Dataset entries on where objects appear
::::::

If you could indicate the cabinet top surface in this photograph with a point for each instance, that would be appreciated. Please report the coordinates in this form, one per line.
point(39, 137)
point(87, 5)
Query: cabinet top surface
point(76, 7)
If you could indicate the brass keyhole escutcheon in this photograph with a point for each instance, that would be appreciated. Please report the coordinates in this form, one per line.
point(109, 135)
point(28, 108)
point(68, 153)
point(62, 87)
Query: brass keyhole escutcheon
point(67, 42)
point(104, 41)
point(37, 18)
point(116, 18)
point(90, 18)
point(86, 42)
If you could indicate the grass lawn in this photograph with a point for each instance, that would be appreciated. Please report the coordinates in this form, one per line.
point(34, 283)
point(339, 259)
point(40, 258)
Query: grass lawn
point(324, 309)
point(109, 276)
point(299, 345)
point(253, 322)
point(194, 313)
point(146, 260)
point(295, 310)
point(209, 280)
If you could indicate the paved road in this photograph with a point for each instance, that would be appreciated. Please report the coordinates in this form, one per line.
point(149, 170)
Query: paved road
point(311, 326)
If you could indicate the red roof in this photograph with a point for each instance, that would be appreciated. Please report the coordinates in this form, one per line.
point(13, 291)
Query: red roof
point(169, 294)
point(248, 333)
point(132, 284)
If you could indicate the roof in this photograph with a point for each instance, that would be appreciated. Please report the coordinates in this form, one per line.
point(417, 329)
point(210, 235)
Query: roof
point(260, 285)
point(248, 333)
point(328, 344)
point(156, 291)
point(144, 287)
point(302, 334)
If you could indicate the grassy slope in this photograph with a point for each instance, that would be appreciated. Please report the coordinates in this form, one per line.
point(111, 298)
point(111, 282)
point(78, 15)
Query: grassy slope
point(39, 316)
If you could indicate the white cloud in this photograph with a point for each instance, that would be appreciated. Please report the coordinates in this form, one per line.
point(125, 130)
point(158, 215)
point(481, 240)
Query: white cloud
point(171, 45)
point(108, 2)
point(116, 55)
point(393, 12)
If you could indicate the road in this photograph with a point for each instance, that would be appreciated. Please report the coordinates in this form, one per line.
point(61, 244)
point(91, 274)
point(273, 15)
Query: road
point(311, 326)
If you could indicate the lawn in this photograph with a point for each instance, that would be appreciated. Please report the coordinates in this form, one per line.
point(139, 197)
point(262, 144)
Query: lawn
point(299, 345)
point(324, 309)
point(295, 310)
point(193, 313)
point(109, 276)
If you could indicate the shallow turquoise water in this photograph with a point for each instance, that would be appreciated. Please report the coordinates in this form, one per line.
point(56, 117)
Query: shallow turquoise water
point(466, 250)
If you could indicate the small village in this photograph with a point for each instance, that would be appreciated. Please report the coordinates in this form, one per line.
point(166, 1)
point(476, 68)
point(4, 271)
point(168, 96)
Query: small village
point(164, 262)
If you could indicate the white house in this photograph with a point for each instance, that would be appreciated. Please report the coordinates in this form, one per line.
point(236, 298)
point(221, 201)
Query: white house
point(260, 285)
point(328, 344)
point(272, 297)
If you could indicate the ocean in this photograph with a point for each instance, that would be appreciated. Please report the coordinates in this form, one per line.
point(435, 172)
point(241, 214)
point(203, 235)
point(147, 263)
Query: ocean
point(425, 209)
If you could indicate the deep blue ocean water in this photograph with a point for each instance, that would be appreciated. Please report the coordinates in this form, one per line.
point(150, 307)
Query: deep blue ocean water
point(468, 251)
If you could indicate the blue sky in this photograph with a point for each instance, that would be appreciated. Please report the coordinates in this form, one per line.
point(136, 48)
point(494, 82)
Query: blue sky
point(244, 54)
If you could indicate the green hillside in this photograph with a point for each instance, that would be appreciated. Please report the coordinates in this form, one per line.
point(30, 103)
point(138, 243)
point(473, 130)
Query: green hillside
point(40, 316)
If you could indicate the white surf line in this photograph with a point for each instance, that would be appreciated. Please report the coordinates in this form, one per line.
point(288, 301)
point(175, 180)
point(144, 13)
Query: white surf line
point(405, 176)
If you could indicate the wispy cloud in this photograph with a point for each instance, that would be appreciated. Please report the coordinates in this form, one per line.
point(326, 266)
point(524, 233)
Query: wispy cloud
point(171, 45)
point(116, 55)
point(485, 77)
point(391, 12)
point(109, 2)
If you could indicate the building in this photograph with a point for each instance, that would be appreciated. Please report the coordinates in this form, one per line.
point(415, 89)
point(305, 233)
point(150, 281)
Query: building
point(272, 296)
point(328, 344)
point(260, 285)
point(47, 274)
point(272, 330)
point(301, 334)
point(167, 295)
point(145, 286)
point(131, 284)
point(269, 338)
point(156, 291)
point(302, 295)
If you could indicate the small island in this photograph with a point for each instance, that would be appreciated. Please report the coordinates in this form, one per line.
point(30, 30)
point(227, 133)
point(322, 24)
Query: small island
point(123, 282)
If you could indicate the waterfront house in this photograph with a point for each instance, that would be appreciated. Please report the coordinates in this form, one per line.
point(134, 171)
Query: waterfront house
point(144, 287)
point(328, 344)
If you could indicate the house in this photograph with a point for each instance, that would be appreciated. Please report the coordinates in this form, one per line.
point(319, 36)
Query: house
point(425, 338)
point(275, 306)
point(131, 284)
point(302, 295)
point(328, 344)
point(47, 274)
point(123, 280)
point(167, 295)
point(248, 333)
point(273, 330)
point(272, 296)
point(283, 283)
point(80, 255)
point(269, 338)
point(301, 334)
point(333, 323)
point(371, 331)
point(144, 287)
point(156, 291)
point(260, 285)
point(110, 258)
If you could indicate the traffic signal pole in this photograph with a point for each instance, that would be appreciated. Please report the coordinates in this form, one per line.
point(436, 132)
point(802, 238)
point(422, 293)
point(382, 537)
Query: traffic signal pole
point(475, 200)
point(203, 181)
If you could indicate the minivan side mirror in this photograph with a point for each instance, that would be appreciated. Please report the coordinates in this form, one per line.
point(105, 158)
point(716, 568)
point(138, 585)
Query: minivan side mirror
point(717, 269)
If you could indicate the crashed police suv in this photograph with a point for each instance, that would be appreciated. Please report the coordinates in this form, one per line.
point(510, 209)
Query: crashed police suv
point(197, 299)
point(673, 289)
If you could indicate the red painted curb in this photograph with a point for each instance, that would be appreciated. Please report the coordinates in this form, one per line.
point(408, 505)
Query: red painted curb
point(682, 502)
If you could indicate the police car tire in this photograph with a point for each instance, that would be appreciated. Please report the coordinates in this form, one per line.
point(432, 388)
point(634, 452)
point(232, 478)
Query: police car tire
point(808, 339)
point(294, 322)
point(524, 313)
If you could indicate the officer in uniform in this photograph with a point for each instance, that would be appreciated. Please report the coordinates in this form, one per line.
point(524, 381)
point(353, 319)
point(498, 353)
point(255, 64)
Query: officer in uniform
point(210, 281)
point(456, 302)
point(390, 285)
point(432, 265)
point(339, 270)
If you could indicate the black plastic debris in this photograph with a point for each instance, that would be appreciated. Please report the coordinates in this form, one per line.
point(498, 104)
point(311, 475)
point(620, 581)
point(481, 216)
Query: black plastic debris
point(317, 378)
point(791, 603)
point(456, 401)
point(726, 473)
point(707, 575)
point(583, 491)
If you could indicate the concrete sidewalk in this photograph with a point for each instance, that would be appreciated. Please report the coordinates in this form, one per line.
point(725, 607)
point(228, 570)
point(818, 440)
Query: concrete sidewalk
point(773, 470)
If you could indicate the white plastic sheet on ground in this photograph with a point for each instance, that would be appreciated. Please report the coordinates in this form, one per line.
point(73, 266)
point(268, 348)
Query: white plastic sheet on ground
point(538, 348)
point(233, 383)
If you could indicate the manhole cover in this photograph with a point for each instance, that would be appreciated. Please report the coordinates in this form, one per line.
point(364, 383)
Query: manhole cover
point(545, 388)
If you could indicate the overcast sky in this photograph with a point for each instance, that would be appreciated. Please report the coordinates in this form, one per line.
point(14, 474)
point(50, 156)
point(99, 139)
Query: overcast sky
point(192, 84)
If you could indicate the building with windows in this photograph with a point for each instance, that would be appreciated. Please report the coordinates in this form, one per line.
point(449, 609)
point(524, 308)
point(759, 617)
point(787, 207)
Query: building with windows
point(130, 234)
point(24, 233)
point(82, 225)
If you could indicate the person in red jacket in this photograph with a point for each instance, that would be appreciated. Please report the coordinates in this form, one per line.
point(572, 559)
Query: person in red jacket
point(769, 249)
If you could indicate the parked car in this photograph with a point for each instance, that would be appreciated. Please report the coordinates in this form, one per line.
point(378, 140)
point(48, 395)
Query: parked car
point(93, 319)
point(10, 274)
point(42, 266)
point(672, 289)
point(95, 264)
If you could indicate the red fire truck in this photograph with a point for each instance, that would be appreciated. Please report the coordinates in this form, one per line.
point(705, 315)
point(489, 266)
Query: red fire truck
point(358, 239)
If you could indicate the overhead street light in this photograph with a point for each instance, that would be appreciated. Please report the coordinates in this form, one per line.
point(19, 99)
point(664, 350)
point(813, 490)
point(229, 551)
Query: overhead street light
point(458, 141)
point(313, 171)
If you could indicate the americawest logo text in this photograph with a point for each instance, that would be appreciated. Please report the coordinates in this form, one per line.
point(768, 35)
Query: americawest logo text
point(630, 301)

::::::

▸ **What you will do**:
Reproduce every line from the line with "If you could indicate the building with" to the line with "point(358, 239)", request lines included, and scale each coordinate in the answers by 1.15, rounding to whole numbers with halves rounded up. Leave the numbers in the requests and in their sample coordinate lines unchanged, and give only these lines.

▸ **Answer below**:
If you could indicate the building with windows in this photograph with a point for each instance, that would be appreciated. Please report the coordinates in this form, one per line.
point(449, 609)
point(524, 308)
point(759, 617)
point(787, 207)
Query: building with windows
point(150, 269)
point(28, 268)
point(94, 259)
If you could indicate the person in red jacket in this photograph with a point for each instance, that would be appreciated. Please report the coordinates in this form, one per line.
point(572, 559)
Query: person in red jacket
point(884, 286)
If you could indicate the parked car in this photograph with a point for each instance, that would be appreciated. Please report the coordinates in this form, one per line.
point(378, 140)
point(48, 395)
Query: parked car
point(107, 367)
point(12, 315)
point(48, 306)
point(773, 332)
point(109, 304)
If you could indicate the red fire truck in this photograph with a point for each instance, that would be appreciated. Please report the coordinates in this form, one per line.
point(705, 315)
point(489, 266)
Query: red fire truck
point(412, 275)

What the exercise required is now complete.